» **SELECTED PASSAGE**
Brian: I do trust people, but I like to verify things. People tend to say all the right things, but that doesn’t mean they’ll actually do them. Still, I have to trust them and give them a chance to do what they say they will do. Then see if they are open to receiving feedback. This one company reached out to me and was really trying to understand how they could improve my experience. That is something I really value. One of the team members that I’ve replaced a lot is the real estate agent, because a lot of times they may not understand things like depreciation. That for me is a bit of a red flag. I learned that you must also be ready to replace team members if things don’t work out. However, I tend to be on the side of giving people a number of chances before moving on to another person.
Can you tell us about your second investment property?

» **DATA SHOWN**
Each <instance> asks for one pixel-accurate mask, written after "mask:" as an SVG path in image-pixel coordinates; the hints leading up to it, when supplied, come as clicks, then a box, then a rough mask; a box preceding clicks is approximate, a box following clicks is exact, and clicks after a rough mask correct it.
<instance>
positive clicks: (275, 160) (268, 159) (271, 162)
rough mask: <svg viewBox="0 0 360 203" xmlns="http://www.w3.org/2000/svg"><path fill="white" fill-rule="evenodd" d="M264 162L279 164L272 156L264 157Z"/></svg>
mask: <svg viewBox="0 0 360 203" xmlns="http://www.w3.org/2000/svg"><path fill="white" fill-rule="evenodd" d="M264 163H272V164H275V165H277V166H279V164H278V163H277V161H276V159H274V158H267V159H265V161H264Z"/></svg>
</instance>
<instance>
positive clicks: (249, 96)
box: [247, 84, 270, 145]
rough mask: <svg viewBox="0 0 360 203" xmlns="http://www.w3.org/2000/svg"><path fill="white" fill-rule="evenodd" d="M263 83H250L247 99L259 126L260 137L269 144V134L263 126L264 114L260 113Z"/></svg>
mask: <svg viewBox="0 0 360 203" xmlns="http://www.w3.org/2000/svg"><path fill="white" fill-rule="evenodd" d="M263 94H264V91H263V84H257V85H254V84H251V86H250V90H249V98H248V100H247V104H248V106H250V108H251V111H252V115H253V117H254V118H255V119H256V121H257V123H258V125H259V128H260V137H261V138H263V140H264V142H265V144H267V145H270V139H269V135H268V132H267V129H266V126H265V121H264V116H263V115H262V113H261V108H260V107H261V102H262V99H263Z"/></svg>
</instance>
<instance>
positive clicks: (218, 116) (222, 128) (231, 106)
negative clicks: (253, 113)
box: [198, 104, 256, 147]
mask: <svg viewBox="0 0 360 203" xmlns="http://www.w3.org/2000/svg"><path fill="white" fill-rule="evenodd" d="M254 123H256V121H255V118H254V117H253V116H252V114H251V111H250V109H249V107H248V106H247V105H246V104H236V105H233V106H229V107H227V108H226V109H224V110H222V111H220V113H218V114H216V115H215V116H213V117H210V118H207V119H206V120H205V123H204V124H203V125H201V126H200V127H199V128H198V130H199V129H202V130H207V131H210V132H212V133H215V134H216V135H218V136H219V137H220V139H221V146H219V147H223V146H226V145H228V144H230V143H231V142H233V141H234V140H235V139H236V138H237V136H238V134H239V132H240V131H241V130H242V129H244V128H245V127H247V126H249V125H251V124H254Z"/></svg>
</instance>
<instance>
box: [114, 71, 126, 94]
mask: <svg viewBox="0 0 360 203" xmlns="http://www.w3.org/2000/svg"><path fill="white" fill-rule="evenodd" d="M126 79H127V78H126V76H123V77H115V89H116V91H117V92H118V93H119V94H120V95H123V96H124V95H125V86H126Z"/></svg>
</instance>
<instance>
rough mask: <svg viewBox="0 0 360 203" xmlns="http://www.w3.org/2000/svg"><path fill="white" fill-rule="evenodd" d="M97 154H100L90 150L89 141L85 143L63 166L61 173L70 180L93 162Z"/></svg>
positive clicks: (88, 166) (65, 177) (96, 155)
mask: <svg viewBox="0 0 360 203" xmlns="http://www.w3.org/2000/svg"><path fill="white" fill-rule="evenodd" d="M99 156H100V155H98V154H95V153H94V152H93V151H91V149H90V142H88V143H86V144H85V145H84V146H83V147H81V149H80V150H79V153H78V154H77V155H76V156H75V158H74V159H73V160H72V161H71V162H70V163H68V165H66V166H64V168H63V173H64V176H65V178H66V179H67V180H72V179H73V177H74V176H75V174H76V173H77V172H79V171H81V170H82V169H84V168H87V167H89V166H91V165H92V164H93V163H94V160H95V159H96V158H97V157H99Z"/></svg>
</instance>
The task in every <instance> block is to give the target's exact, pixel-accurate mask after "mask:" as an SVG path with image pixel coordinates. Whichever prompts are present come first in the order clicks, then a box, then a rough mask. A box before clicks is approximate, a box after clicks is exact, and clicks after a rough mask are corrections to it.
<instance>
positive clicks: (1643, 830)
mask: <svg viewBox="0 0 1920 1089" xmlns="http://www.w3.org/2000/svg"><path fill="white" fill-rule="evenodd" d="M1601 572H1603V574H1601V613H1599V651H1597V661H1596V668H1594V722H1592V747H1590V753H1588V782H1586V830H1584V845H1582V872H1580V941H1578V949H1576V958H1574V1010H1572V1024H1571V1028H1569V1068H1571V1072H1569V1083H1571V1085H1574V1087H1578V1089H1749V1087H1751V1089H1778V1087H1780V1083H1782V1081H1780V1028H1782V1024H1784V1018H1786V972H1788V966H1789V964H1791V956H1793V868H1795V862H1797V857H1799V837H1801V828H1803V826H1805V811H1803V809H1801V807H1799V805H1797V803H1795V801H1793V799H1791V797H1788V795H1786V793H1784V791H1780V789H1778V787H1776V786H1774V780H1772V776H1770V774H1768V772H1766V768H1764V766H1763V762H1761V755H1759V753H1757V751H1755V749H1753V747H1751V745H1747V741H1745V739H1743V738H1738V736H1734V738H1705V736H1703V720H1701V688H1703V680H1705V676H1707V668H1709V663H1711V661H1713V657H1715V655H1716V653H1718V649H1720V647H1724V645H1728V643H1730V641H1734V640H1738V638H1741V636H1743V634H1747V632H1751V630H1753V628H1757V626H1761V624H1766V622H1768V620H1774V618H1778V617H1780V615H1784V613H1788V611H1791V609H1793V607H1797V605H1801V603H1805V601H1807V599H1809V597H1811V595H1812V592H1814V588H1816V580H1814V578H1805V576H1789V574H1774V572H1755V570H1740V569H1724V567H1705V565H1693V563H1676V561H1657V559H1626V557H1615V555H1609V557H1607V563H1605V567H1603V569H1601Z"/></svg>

» **EXERCISE REQUIREMENTS**
1 > In the interview excerpt, find each place where the word "I" stands alone (not as part of "I’ve"), and list the first verb that follows it.
2 > Do these statements agree with the interview excerpt? Answer yes or no for each, and quote the deciding words.
(a) Brian says he has often replaced the real estate agent.
(b) Brian prefers to move on to another person after giving one chance.
(c) A company contacted Brian to find out how it could improve his experience.
3 > Carry on the interview excerpt from its final question by writing Brian's reply.

» **ANSWERS PER TASK**
1 > do, like, have, value, learned, tend

2 >
(a) Yes: "One of the team members that I’ve replaced a lot is the real estate agent"
(b) No: "I tend to be on the side of giving people a number of chances before moving on to another person."
(c) Yes: "This one company reached out to me and was really trying to understand how they could improve my experience."

3 >
Brian: With my second property, it’s something that I actually didn’t expect. I was on our team’s page when I saw a property that was in Bonner Springs. I immediately went on to different listing sites to check if I could see it on MLS. Turns out, it was for sale. I called my agent the next day and mobilized my team immediately. I called two of my lenders and I asked what the best starting rate would be so we could get the pre-approval. My agent went on-site and did a walkthrough. It turned out this owner was actually offering multiple duplexes on the same street. So, we put in an offer for two because that way we could actually ask for a discount. I think it’s a really great buy and we’ve done a lot of good work on it, and brought new tenants in.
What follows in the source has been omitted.